[Data items]
>>>>>
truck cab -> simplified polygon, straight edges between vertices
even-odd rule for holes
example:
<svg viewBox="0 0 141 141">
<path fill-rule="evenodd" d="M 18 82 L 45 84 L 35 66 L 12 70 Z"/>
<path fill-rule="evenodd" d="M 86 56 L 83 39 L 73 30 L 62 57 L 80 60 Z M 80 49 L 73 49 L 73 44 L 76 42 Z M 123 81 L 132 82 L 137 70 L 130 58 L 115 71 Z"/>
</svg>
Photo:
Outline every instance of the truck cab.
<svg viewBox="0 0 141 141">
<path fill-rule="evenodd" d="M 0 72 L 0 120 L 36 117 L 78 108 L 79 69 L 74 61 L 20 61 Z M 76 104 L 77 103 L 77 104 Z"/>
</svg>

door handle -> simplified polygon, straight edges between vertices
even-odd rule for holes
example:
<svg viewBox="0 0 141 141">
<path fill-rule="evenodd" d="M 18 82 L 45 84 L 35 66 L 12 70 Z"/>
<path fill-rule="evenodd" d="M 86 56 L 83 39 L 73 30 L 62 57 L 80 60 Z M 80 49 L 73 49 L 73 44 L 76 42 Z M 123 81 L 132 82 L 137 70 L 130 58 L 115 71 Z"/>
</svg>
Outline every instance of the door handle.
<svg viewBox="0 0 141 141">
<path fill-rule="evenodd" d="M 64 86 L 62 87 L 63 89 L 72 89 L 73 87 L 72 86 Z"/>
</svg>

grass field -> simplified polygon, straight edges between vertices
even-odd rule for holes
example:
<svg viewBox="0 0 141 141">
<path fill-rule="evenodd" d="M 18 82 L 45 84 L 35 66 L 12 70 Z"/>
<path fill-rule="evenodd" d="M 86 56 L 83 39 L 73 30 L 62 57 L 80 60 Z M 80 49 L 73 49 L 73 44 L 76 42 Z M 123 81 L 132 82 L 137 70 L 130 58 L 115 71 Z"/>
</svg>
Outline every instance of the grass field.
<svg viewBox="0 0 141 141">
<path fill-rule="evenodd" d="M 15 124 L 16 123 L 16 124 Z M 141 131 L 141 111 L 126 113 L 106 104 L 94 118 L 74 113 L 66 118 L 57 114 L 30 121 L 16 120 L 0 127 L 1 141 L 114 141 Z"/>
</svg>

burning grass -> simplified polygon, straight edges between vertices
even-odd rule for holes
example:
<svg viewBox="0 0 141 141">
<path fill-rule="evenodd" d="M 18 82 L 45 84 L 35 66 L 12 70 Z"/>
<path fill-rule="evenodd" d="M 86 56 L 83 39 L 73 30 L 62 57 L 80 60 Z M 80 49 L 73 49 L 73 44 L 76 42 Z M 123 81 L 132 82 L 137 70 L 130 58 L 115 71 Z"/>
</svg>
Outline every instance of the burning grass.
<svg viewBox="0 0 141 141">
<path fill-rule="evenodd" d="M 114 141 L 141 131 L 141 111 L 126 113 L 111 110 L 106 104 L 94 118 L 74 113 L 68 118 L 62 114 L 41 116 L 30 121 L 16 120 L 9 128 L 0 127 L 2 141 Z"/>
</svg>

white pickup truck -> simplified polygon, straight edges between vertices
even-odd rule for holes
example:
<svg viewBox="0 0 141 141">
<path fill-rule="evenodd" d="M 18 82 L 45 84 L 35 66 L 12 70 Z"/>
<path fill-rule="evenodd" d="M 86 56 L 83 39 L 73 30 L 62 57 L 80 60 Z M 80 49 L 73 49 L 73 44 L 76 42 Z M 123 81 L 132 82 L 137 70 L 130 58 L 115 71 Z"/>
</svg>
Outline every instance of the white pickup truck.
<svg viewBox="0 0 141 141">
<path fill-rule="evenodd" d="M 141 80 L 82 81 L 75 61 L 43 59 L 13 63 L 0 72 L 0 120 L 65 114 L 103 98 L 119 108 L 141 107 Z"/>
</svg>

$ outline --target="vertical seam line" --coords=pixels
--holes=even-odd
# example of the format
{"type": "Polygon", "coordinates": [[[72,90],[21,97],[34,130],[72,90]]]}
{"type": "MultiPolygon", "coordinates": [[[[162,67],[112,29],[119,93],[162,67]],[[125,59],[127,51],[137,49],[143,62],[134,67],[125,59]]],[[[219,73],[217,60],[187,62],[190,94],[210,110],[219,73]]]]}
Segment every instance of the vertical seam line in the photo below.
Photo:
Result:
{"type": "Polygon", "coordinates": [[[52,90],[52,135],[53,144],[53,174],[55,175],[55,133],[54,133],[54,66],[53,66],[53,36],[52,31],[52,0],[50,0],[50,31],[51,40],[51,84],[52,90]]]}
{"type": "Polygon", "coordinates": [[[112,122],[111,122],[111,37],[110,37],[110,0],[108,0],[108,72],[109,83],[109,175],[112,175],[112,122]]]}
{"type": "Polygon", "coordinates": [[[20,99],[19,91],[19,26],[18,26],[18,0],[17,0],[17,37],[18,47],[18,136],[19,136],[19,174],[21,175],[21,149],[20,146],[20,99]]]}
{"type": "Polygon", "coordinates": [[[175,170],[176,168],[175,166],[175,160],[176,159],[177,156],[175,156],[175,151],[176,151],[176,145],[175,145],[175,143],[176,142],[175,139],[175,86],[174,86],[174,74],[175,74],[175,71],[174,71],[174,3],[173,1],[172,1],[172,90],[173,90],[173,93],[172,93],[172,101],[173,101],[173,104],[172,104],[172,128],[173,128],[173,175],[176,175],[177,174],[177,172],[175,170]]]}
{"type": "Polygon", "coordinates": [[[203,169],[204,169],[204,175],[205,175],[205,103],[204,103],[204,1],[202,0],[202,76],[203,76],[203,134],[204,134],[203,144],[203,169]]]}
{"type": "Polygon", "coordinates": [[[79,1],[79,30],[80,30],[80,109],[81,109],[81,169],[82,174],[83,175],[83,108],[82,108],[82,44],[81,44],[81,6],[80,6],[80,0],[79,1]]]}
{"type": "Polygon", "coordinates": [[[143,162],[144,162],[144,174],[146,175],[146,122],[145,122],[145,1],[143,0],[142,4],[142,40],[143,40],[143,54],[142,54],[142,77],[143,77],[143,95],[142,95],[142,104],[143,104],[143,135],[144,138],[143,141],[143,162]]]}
<<<<<
** Problem description **
Tally the lines in the records above that contain the string "burning". Reply with the number alone.

** Written answer **
2